*EXERCISE OBJECTIVE:* Extract every line of the records that contains the string "positive". Treat uppercase and lowercase as different.

*STORED DATA:*
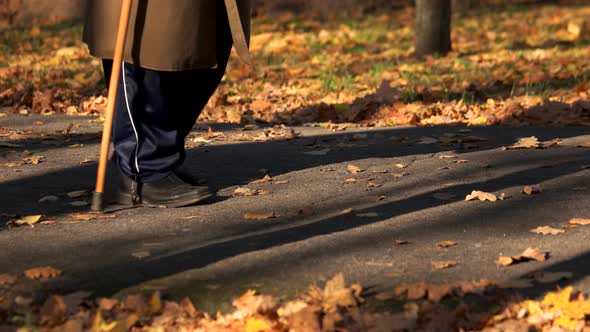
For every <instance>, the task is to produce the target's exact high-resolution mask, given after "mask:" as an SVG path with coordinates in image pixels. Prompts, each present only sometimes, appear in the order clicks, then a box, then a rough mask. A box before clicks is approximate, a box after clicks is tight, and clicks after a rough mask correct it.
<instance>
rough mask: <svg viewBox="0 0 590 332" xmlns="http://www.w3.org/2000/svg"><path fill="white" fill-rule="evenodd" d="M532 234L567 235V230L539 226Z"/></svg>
mask: <svg viewBox="0 0 590 332" xmlns="http://www.w3.org/2000/svg"><path fill="white" fill-rule="evenodd" d="M531 232H533V233H536V234H541V235H557V234H561V233H565V230H563V229H560V228H553V227H551V226H539V227H537V228H534V229H531Z"/></svg>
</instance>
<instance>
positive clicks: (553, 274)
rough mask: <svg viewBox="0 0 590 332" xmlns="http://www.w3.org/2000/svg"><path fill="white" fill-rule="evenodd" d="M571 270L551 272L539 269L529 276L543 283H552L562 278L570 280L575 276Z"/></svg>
mask: <svg viewBox="0 0 590 332" xmlns="http://www.w3.org/2000/svg"><path fill="white" fill-rule="evenodd" d="M573 275H574V274H573V273H571V272H550V271H539V272H535V273H533V274H532V275H530V276H529V277H530V278H531V279H533V280H535V281H537V282H539V283H542V284H552V283H556V282H559V281H562V280H568V279H571V278H572V277H573Z"/></svg>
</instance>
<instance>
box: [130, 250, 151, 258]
mask: <svg viewBox="0 0 590 332" xmlns="http://www.w3.org/2000/svg"><path fill="white" fill-rule="evenodd" d="M151 255H152V253H151V252H149V251H137V252H134V253H132V254H131V256H133V257H135V258H137V259H144V258H147V257H150V256H151Z"/></svg>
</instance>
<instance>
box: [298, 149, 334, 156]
mask: <svg viewBox="0 0 590 332" xmlns="http://www.w3.org/2000/svg"><path fill="white" fill-rule="evenodd" d="M328 152H330V149H323V150H316V151H309V152H304V153H303V154H307V155H310V156H325V155H327V154H328Z"/></svg>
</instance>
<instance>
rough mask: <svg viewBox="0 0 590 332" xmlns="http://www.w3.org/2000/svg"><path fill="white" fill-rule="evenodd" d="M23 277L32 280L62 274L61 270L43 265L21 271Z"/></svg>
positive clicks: (58, 276) (44, 278) (61, 271)
mask: <svg viewBox="0 0 590 332" xmlns="http://www.w3.org/2000/svg"><path fill="white" fill-rule="evenodd" d="M23 273H24V275H25V277H27V278H29V279H33V280H37V279H51V278H56V277H59V276H60V275H62V273H63V272H62V271H61V270H58V269H56V268H53V267H51V266H45V267H36V268H32V269H28V270H26V271H24V272H23Z"/></svg>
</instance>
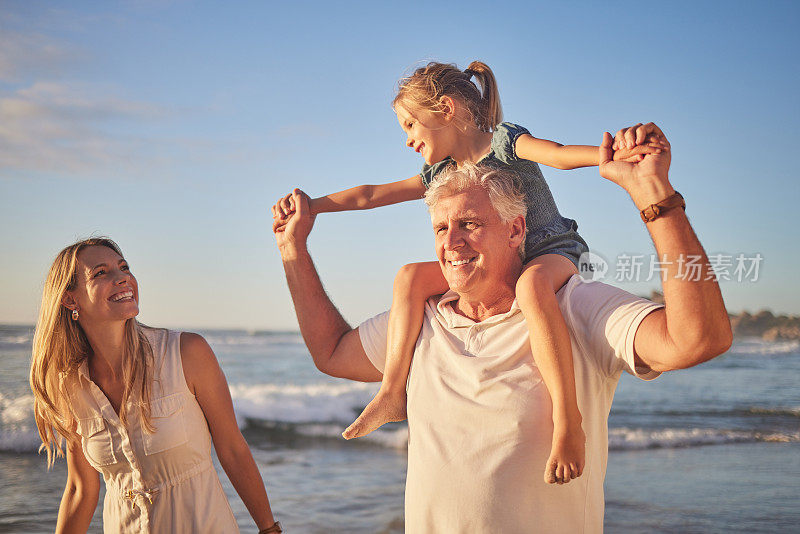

*EXERCISE ANSWER:*
positive clicks: (553, 274)
positive clicks: (58, 276) (44, 278) (61, 271)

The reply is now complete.